▸ Exercise
Can you reproduce every one of the entries below line for line, without changing anything?

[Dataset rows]

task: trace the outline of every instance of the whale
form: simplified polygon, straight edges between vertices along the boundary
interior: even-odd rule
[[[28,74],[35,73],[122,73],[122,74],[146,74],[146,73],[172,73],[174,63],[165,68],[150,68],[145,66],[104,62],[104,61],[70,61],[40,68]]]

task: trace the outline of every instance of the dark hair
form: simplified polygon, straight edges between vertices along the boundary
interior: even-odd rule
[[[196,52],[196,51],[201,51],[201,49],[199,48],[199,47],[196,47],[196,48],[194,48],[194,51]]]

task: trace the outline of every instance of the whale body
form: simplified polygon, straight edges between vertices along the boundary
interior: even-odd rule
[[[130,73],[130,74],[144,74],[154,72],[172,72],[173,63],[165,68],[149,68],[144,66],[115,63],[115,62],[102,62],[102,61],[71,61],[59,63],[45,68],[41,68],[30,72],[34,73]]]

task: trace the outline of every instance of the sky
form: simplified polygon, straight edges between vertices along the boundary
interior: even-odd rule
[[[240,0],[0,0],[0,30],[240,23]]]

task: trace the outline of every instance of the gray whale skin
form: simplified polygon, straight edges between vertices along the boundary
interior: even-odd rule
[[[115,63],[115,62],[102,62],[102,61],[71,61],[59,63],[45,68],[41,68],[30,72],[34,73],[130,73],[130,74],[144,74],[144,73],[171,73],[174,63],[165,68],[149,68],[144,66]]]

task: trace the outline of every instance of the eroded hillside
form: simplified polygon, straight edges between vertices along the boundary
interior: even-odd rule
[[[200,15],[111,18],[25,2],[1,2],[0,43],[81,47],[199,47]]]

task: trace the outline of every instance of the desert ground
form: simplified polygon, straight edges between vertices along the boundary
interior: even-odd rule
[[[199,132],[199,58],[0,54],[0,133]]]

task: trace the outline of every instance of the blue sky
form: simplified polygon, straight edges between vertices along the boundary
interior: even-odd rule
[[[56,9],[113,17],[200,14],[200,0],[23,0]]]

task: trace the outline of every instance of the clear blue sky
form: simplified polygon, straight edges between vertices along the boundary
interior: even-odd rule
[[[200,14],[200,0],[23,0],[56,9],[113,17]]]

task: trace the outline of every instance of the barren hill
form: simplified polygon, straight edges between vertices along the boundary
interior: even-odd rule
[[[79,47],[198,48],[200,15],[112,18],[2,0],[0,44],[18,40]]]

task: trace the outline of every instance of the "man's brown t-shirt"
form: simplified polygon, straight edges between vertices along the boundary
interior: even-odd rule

▸ Exercise result
task: trace the outline of every instance of the whale
form: simplified polygon, straight edges between vertices along the boundary
interior: even-odd rule
[[[28,74],[35,73],[122,73],[122,74],[146,74],[146,73],[172,73],[174,63],[165,68],[150,68],[145,66],[104,62],[104,61],[70,61],[40,68]]]

task: trace the outline of every instance of the dark hair
form: simplified polygon, straight edges between vertices along the boundary
interior: even-odd rule
[[[196,52],[196,51],[201,51],[201,49],[199,48],[199,47],[196,47],[196,48],[194,48],[194,51]]]

task: trace the outline of every instance of the whale body
form: simplified polygon, straight edges between vertices along the boundary
interior: even-odd rule
[[[130,73],[130,74],[144,74],[154,72],[172,72],[173,63],[165,68],[149,68],[144,66],[115,63],[115,62],[102,62],[102,61],[71,61],[59,63],[45,68],[41,68],[30,72],[34,73]]]

task: trace the outline of every instance of the sky
form: simplified polygon, straight edges between vertices along the boundary
interior: even-odd rule
[[[240,0],[0,0],[0,30],[240,23]]]

task: trace the outline of every instance of the gray whale skin
form: simplified polygon, straight edges between vertices along the boundary
interior: even-odd rule
[[[115,63],[115,62],[102,62],[102,61],[71,61],[59,63],[45,68],[41,68],[30,72],[34,73],[130,73],[130,74],[144,74],[144,73],[171,73],[174,63],[165,68],[149,68],[144,66]]]

task: trace the outline of every instance of the eroded hillside
form: simplified polygon, straight edges between vertices along the boundary
interior: even-odd rule
[[[200,15],[111,18],[25,2],[1,2],[0,43],[81,47],[199,47]]]

task: trace the outline of every instance of the desert ground
form: simplified polygon, straight edges between vertices along the boundary
interior: even-odd rule
[[[199,132],[199,58],[0,54],[0,133]]]

task: trace the outline of every instance of the blue sky
form: simplified polygon, straight edges between vertices along the boundary
interior: even-odd rule
[[[56,9],[113,17],[200,14],[200,0],[23,0]]]

task: trace the outline of every instance of the clear blue sky
form: simplified polygon, straight edges between vertices along the boundary
interior: even-odd rule
[[[200,14],[200,0],[23,0],[56,9],[113,17]]]

task: trace the outline of every instance of the barren hill
form: simplified polygon, straight edges between vertices along the boundary
interior: even-odd rule
[[[79,47],[198,48],[200,15],[112,18],[2,0],[0,44],[18,40]]]

task: trace the outline of every instance of the "man's brown t-shirt"
form: simplified polygon, straight edges between vertices along the boundary
interior: even-odd rule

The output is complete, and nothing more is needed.